**Your goal**:
Look through the lines of the material and count those containing "staircase". Give that count alone.

**Exercise input**:
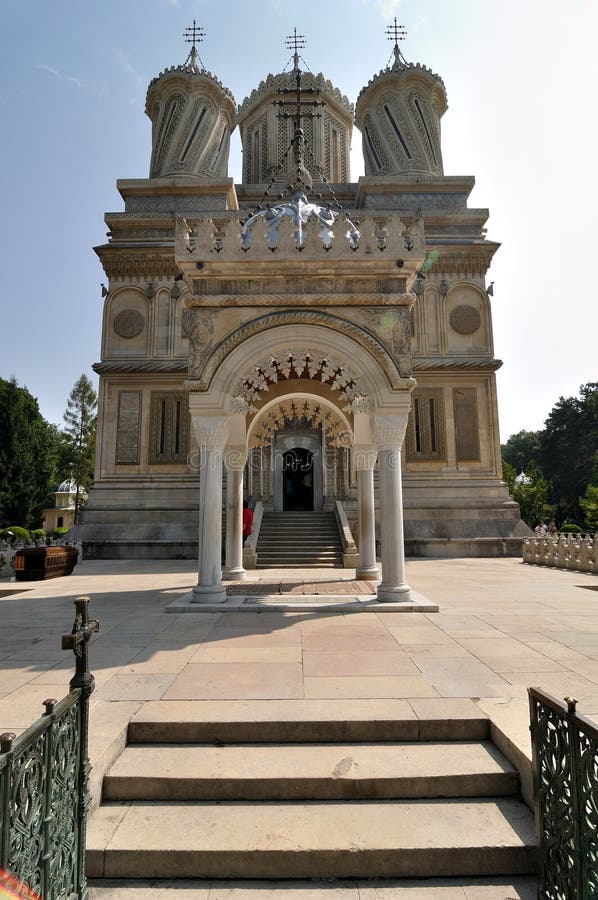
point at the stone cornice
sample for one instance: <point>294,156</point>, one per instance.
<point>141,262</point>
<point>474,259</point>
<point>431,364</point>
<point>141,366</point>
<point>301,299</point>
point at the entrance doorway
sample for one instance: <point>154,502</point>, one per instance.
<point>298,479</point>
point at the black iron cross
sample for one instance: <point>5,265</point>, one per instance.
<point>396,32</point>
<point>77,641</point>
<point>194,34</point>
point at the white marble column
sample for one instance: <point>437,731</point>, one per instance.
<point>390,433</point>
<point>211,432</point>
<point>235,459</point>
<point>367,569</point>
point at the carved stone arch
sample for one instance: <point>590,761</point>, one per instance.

...

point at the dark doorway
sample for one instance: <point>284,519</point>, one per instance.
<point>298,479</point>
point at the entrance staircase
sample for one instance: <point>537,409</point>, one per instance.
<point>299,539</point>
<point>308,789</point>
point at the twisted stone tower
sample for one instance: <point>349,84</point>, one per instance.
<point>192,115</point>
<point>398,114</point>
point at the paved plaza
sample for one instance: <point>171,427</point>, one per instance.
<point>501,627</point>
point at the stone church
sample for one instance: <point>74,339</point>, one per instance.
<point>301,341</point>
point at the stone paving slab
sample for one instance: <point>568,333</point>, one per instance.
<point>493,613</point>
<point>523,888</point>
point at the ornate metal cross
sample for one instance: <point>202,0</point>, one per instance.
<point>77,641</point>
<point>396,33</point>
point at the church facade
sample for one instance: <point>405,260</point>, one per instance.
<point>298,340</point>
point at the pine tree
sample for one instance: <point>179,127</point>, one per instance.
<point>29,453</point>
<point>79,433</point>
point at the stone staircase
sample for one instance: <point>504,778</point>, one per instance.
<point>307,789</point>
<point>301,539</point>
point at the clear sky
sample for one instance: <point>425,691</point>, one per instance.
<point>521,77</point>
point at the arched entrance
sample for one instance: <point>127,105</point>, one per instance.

---

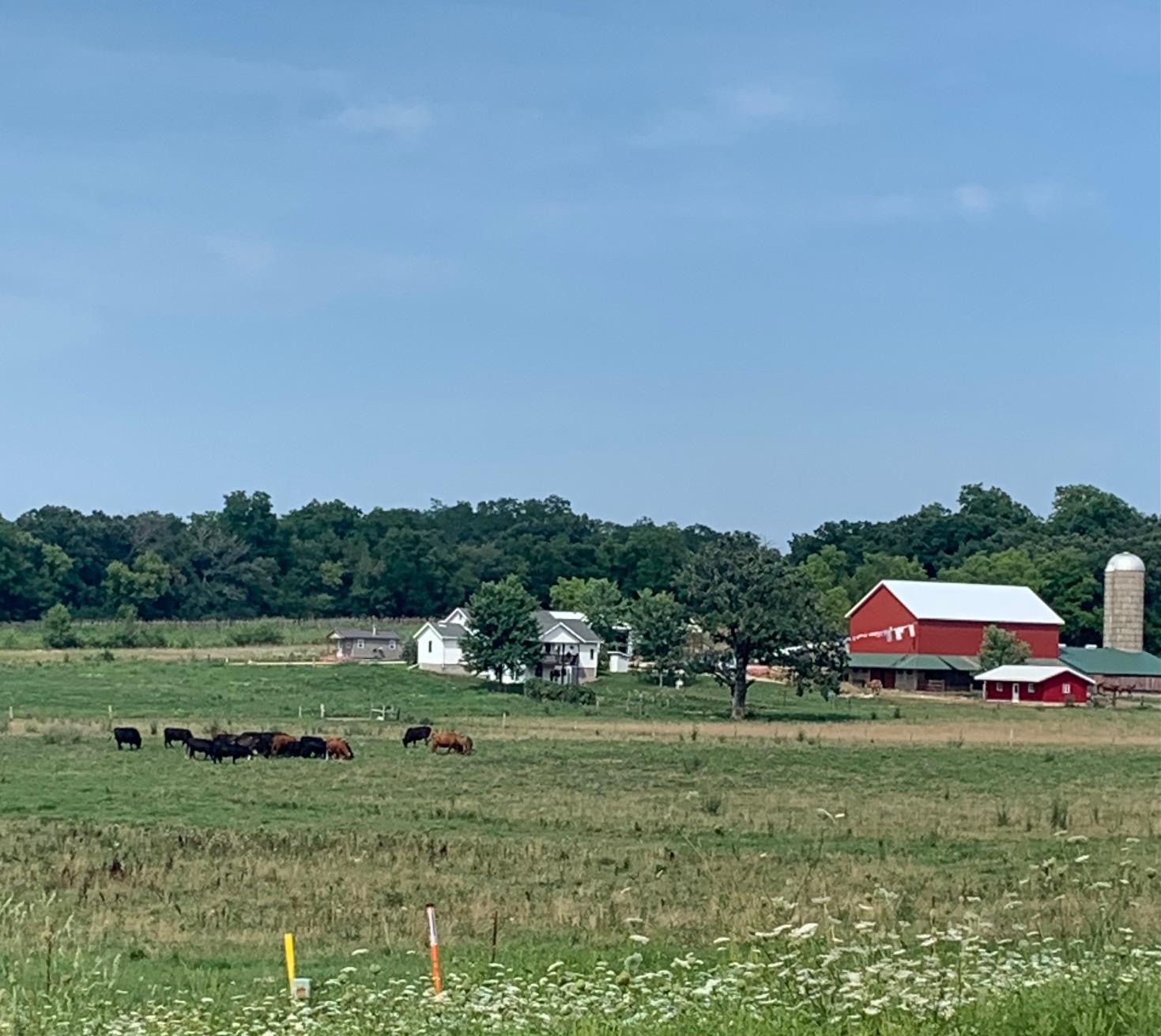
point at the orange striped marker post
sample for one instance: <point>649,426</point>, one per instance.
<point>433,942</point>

**Solution**:
2